**What this task involves:** Repeat every record exactly as written, but leave out the pictures.

**Extracted records:**
──────────────────────────────

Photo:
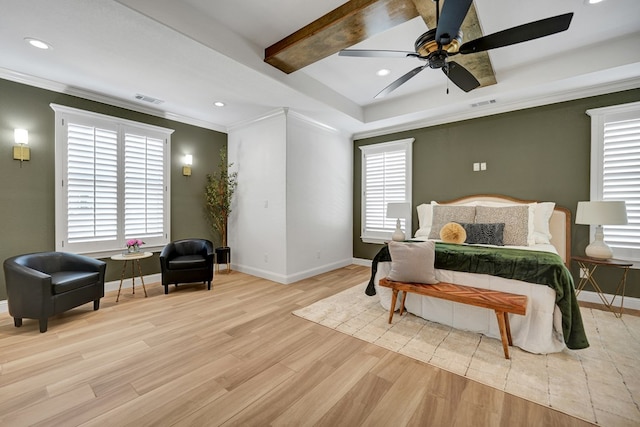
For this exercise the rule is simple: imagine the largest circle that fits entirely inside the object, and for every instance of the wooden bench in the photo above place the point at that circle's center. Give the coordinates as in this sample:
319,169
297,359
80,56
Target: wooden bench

──────────────────────────────

**Completed exercise:**
Photo:
For this exercise the rule is simple: imagine the largest circle that fits entirely inside the object, and for every instance of the wooden bench in the photo above place the point at that circle's center. Give the coordinates as in this sample:
319,169
297,359
80,56
Target: wooden bench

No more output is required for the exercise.